● **WHAT TO WORK ON**: Can you rewrite the data below, from the line containing "wall in this photo, one line per instance." through the end of the data, inclusive, changing every "pointer" to "cursor" and leaving everything else unchanged?

··· DATA LISTING

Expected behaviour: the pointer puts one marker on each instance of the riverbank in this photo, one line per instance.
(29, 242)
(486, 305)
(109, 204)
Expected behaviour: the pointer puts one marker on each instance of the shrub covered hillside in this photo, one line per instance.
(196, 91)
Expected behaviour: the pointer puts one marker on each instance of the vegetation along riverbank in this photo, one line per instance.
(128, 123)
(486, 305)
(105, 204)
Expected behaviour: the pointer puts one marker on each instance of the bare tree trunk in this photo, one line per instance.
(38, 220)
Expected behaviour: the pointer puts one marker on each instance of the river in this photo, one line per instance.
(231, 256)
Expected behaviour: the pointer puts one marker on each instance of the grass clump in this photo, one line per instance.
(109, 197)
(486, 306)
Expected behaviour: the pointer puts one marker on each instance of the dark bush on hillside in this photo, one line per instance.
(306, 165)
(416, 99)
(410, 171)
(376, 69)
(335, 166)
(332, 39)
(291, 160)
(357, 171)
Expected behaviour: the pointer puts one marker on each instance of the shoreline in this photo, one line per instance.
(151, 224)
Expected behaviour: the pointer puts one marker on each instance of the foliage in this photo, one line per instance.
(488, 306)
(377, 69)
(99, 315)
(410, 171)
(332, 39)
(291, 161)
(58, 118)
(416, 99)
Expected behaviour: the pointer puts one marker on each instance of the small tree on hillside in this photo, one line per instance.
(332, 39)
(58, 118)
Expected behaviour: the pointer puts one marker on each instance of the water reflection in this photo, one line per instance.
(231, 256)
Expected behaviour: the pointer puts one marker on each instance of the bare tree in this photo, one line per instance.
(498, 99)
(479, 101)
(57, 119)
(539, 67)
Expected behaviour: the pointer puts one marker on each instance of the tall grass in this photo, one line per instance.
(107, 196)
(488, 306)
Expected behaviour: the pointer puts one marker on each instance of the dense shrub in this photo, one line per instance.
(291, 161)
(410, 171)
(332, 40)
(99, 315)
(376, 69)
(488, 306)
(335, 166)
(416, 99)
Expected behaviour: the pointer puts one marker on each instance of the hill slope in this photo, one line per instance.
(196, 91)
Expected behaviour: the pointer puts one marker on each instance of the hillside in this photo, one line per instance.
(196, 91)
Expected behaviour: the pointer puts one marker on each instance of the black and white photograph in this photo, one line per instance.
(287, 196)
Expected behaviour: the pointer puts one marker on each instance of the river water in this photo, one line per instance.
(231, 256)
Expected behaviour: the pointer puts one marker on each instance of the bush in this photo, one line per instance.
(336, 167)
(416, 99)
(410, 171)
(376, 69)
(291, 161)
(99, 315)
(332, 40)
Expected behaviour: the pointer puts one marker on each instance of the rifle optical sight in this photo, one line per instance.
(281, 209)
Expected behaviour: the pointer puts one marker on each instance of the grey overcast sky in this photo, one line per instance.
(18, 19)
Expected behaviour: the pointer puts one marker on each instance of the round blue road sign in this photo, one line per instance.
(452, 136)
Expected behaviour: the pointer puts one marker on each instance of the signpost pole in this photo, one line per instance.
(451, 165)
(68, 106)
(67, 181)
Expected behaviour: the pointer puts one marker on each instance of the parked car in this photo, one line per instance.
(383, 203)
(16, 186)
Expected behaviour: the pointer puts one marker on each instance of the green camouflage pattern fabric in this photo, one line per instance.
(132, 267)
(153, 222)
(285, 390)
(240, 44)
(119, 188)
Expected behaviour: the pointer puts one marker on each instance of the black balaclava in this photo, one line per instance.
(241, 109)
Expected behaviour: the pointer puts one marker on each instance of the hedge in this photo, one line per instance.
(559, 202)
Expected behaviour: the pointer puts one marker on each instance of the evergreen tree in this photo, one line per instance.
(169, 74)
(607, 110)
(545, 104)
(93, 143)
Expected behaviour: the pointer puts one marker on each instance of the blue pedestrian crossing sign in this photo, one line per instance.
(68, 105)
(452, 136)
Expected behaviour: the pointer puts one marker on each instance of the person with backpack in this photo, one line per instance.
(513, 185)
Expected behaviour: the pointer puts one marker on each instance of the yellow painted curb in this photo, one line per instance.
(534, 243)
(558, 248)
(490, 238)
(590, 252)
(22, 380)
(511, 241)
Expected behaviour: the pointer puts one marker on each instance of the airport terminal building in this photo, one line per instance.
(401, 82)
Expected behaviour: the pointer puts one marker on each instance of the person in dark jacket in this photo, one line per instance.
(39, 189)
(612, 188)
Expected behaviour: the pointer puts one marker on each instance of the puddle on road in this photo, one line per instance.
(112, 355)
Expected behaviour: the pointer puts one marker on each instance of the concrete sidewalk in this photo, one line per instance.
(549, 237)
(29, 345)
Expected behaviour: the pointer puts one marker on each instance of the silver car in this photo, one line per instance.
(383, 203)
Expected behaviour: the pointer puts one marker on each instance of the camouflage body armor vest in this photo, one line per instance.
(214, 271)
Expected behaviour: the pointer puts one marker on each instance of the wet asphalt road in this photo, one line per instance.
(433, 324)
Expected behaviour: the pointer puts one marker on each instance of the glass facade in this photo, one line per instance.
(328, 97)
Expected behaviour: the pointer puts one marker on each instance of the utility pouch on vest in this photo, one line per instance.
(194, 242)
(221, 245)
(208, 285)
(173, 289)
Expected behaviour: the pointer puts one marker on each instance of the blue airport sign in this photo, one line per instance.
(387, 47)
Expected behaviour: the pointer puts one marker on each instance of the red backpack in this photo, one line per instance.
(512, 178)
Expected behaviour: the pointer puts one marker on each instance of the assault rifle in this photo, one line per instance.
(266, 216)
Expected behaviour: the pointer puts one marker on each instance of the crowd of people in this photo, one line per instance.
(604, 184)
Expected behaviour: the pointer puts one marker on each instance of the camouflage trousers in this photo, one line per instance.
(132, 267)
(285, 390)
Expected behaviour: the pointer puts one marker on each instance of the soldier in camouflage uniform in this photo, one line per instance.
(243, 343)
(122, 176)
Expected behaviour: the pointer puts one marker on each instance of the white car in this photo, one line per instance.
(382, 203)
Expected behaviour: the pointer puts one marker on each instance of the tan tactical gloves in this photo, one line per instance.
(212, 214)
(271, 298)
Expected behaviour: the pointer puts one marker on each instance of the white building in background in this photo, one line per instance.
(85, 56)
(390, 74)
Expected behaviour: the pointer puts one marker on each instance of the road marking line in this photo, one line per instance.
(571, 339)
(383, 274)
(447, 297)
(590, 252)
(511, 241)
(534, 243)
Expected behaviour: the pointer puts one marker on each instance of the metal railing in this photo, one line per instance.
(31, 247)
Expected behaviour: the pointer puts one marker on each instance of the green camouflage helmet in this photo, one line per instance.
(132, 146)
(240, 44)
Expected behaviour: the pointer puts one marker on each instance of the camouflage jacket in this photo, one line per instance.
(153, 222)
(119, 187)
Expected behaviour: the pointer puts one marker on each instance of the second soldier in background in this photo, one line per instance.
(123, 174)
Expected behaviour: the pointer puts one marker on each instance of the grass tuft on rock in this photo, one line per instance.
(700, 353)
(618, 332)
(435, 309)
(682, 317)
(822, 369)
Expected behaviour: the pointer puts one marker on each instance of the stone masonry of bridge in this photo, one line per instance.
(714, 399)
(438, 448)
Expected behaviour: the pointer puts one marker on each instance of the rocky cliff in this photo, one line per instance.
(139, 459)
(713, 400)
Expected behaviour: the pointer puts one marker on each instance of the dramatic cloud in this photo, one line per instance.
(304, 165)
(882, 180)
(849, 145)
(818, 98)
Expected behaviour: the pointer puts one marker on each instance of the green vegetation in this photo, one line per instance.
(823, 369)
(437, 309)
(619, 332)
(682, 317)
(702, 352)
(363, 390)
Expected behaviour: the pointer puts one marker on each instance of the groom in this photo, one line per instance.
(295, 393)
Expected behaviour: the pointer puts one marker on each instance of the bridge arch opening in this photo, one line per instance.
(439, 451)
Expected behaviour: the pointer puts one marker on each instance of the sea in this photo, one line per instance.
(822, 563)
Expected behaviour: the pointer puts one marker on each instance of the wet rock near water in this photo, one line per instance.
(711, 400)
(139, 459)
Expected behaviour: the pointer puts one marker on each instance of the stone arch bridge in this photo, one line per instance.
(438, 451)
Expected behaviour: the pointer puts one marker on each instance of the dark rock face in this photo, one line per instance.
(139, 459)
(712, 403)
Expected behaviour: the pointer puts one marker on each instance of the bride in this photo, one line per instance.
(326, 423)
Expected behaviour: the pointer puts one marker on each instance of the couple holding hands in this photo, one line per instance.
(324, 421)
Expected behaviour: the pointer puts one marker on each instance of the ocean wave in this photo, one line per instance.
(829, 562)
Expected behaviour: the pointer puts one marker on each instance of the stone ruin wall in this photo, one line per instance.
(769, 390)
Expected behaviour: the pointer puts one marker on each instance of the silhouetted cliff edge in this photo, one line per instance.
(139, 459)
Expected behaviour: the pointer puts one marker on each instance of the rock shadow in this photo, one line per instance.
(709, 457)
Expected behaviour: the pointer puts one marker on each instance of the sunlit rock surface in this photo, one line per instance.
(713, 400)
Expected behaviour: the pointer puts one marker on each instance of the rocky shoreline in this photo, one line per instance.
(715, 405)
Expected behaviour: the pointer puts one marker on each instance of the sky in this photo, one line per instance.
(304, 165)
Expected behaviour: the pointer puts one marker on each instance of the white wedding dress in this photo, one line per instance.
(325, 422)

······

● **ANSWER TO THE TASK**:
Expected behaviour: the cursor puts one marker on each instance of the stone ruin wall in this photo, one line per instance.
(769, 390)
Expected behaviour: the cursor puts one marker on each instance of the silhouetted cliff edge in this photo, one line per instance.
(139, 459)
Expected behaviour: the cursor puts one marker on each instance of the rock shadow in this photo, one line per instance.
(709, 457)
Expected behaviour: the cursor puts one marker on each instance of the sunlit rock surface in this photo, one line per instance.
(713, 400)
Expected behaviour: the cursor puts one marker on each instance of the rocky shoreline in this photo, one line per instance.
(715, 405)
Expected behaviour: the cursor puts one marker on each instance of the sky in this photo, one line per instance.
(304, 165)
Expected behaviour: the cursor puts one marker on each instance of the white wedding dress in this photo, one line per instance.
(325, 422)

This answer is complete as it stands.